§ **Data supplied**

══════════════════════════════

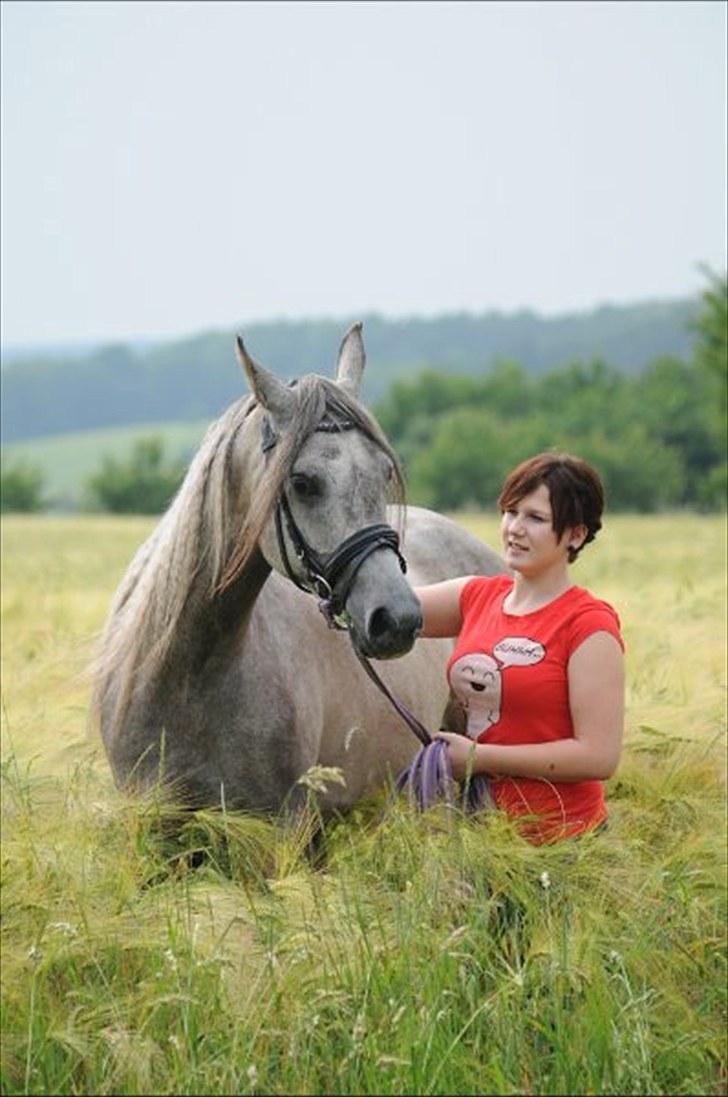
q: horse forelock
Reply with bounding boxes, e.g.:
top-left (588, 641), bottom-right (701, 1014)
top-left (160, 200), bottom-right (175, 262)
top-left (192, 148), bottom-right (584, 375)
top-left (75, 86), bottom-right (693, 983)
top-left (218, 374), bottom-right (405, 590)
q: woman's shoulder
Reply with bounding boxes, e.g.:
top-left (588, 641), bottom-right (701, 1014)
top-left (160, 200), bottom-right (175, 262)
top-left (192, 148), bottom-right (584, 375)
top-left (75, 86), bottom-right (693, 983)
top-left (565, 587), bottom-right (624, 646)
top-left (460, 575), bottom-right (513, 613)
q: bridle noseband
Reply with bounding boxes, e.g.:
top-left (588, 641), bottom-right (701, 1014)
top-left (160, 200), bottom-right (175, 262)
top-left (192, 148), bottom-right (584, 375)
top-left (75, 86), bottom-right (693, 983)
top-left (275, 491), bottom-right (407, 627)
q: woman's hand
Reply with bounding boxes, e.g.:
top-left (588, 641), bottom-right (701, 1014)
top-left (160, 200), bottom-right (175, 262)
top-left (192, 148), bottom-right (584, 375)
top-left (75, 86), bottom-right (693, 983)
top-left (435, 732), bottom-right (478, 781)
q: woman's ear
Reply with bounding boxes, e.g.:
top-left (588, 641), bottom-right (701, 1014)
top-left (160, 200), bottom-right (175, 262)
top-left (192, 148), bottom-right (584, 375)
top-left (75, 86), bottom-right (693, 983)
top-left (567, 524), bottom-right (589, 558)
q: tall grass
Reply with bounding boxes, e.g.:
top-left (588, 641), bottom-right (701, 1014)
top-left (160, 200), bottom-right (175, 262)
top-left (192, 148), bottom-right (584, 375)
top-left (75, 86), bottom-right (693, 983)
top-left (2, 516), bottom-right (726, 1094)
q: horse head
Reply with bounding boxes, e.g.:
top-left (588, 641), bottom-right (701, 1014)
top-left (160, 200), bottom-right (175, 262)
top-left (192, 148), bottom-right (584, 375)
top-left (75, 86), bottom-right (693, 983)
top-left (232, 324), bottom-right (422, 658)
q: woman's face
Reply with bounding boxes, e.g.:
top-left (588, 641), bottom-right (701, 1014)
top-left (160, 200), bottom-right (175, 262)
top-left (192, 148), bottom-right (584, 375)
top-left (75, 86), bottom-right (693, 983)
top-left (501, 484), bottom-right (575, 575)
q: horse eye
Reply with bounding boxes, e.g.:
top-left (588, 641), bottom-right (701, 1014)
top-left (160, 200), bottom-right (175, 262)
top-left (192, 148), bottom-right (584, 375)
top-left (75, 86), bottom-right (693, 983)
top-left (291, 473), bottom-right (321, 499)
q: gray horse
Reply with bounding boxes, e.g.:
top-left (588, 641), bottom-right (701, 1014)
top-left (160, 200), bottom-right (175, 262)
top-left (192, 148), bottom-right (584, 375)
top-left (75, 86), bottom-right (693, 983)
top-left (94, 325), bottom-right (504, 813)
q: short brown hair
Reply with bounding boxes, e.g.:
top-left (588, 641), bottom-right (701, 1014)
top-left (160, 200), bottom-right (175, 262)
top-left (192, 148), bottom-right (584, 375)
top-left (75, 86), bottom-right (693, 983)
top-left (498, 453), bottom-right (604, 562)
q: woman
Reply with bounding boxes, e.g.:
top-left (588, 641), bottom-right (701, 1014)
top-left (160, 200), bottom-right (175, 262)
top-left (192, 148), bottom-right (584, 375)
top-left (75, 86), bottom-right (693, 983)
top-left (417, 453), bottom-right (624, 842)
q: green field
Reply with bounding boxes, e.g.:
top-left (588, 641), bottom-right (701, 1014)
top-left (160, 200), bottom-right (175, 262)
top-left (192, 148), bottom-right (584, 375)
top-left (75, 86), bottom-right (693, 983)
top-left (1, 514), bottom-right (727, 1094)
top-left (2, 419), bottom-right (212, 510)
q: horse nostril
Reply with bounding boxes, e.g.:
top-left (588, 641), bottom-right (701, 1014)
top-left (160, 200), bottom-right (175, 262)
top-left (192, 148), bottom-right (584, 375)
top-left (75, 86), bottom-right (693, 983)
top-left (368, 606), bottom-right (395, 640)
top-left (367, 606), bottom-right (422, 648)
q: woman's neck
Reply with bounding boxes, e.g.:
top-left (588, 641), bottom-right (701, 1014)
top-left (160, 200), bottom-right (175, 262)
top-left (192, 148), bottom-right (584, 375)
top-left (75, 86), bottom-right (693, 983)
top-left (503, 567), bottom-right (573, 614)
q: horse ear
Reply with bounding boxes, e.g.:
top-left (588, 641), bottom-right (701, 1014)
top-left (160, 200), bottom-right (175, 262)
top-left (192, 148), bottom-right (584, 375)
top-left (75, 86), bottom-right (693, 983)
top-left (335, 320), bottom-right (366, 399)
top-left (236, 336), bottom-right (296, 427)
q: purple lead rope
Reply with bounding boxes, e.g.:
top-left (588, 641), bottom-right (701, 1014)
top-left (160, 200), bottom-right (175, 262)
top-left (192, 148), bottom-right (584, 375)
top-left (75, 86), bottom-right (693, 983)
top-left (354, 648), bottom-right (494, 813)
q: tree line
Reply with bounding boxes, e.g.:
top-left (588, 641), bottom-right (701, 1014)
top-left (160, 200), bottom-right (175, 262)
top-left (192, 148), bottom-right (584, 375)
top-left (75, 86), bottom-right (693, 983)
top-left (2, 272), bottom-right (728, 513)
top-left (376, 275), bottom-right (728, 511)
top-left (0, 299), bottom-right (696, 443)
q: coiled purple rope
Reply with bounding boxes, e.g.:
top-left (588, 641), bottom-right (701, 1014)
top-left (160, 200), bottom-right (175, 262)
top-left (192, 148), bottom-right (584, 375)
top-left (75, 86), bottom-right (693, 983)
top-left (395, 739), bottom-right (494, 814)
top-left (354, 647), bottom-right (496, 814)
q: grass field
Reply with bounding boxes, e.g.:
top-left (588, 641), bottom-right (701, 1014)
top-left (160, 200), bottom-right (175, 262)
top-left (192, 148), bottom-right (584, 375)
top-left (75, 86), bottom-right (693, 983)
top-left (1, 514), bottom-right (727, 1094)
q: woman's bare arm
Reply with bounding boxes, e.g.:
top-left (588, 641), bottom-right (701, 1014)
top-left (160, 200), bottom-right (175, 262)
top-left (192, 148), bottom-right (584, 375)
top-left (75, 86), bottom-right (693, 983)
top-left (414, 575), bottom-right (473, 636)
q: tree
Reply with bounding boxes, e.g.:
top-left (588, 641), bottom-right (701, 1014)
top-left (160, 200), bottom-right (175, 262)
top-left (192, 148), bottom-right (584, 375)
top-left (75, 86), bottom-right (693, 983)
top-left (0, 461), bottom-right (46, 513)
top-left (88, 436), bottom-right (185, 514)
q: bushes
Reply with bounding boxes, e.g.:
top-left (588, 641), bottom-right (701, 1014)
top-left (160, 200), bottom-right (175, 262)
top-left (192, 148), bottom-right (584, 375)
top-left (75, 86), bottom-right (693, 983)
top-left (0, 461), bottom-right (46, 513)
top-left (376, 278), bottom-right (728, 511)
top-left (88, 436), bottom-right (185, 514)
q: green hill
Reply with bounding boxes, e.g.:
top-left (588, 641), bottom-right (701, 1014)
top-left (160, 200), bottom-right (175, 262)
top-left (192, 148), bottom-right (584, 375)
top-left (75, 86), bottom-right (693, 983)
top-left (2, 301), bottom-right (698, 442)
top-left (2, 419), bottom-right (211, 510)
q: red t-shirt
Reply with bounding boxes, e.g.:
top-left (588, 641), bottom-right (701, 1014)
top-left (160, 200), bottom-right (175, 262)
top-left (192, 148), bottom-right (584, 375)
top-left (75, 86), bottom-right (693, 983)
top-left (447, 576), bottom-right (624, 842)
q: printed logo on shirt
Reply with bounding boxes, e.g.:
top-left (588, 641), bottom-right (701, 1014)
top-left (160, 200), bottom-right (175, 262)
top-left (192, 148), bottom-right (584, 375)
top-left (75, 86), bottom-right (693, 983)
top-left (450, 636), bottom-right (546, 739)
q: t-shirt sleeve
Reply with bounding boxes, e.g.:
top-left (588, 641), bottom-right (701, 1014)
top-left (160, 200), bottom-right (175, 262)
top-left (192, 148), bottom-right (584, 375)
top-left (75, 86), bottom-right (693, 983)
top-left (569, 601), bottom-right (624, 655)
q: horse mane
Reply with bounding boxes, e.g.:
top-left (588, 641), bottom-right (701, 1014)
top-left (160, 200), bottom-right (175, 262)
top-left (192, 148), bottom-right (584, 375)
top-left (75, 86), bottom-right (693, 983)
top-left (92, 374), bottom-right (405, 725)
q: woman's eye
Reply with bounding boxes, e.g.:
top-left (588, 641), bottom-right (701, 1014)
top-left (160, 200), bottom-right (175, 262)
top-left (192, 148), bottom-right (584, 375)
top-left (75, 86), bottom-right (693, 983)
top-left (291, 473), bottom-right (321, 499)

══════════════════════════════

Rescale the stretch of the listing from the line containing "q: horse ear" through the line containing "top-left (354, 647), bottom-right (496, 814)", reproducing every line in it, requests included. Multiply each bounding-box coordinate in the answers by 2.1 and round to a whole number, with halves rounded up, but leave the requests and their sample coordinates unchanged.

§ **Full answer**
q: horse ear
Reply with bounding boxes, e.g.:
top-left (588, 641), bottom-right (701, 1014)
top-left (160, 200), bottom-right (175, 262)
top-left (192, 148), bottom-right (584, 375)
top-left (75, 86), bottom-right (693, 983)
top-left (704, 672), bottom-right (769, 838)
top-left (496, 706), bottom-right (622, 897)
q: purple lead rope
Reply with bounding boxes, e.g.:
top-left (588, 641), bottom-right (701, 1014)
top-left (160, 200), bottom-right (175, 262)
top-left (192, 148), bottom-right (584, 375)
top-left (75, 86), bottom-right (693, 983)
top-left (743, 1361), bottom-right (1037, 1707)
q: tree line
Reply with bounding boxes, e.g.:
top-left (588, 641), bottom-right (701, 1014)
top-left (160, 200), bottom-right (175, 262)
top-left (192, 148), bottom-right (584, 375)
top-left (75, 86), bottom-right (693, 983)
top-left (4, 571), bottom-right (1529, 1077)
top-left (790, 578), bottom-right (1529, 1073)
top-left (0, 628), bottom-right (1462, 930)
q: coiled purple rope
Reply with bounding boxes, e.g.:
top-left (588, 641), bottom-right (701, 1014)
top-left (160, 200), bottom-right (175, 262)
top-left (192, 148), bottom-right (584, 375)
top-left (75, 86), bottom-right (693, 983)
top-left (830, 1552), bottom-right (1037, 1709)
top-left (743, 1359), bottom-right (1042, 1709)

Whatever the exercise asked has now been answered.